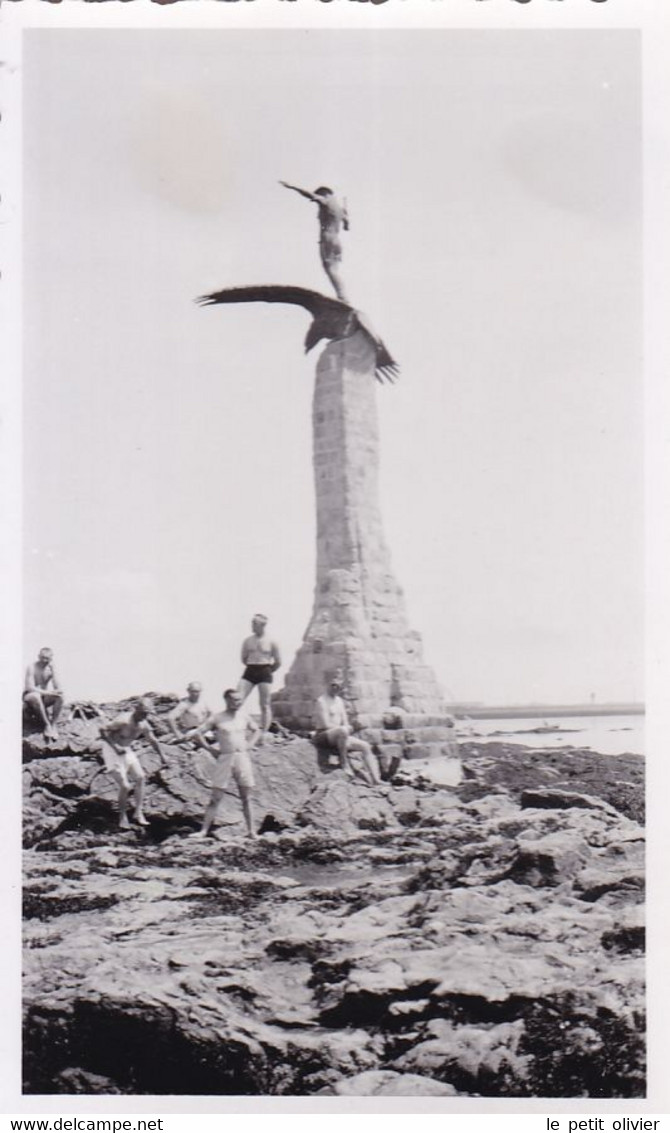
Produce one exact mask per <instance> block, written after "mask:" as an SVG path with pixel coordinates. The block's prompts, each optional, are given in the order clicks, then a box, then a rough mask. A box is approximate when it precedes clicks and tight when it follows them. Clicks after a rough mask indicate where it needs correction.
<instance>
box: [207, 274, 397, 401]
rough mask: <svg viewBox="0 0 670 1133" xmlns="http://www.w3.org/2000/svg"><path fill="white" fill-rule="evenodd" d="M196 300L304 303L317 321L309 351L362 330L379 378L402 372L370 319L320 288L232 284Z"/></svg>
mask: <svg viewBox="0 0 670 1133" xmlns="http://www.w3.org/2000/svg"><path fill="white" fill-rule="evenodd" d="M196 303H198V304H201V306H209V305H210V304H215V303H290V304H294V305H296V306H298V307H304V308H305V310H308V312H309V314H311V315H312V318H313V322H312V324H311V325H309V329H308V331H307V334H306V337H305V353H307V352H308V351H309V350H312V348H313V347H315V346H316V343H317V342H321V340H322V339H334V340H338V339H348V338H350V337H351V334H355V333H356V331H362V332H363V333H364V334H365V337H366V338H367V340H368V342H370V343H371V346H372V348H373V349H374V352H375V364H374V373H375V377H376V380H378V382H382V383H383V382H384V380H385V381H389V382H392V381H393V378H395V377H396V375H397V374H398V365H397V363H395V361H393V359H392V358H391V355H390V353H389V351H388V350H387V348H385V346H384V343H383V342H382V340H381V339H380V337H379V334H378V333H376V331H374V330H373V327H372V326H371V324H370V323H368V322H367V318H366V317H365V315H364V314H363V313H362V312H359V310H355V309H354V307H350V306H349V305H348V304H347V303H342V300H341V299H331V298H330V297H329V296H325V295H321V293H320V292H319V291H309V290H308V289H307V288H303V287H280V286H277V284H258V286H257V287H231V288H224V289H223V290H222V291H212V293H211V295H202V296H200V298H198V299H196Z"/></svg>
...
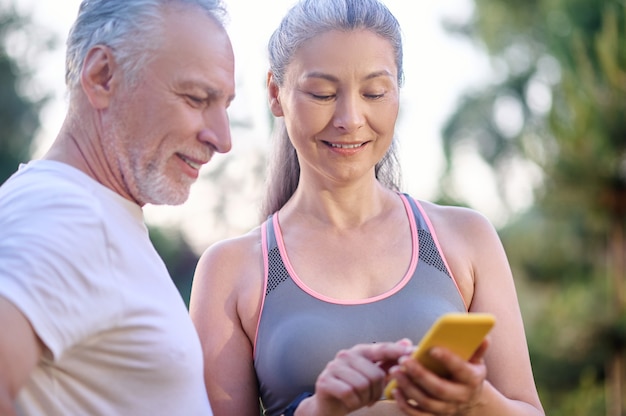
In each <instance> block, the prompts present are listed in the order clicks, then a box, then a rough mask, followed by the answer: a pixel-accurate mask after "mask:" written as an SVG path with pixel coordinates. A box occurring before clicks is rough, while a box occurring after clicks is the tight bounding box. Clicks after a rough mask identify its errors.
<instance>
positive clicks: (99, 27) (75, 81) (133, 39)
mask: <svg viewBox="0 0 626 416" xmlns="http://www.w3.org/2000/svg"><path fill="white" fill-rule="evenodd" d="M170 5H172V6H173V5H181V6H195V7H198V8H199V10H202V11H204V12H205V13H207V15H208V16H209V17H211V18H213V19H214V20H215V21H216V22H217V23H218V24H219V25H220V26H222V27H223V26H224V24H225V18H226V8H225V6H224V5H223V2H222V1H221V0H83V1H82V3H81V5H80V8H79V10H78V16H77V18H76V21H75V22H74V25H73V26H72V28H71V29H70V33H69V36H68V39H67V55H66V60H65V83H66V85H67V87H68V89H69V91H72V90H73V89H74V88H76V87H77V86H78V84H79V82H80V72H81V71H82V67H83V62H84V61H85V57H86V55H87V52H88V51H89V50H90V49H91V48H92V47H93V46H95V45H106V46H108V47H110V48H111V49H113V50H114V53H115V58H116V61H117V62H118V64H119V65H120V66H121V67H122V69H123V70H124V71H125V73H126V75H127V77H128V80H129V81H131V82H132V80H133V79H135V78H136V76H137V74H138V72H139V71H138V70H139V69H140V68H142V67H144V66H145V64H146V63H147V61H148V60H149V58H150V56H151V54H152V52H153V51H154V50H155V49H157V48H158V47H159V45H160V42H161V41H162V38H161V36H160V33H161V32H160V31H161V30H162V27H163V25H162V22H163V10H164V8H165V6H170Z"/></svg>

Task goal: Reproduce the rows exactly as they stand, from the line containing "Produce one exact" through the line containing "box: [207, 274, 397, 401]", both included.

Exercise solution:
Produce one exact mask per <instance> block, written after "mask:" as an SVG path with pixel coordinates. The block's prompts, each optional, are given in the order clicks, then a box, then a rough mask. A box is approximate when it precedes clicks and tight when it follows them. Clicks after a rough mask indicate where it needs correction.
<instance>
box: [207, 274, 397, 401]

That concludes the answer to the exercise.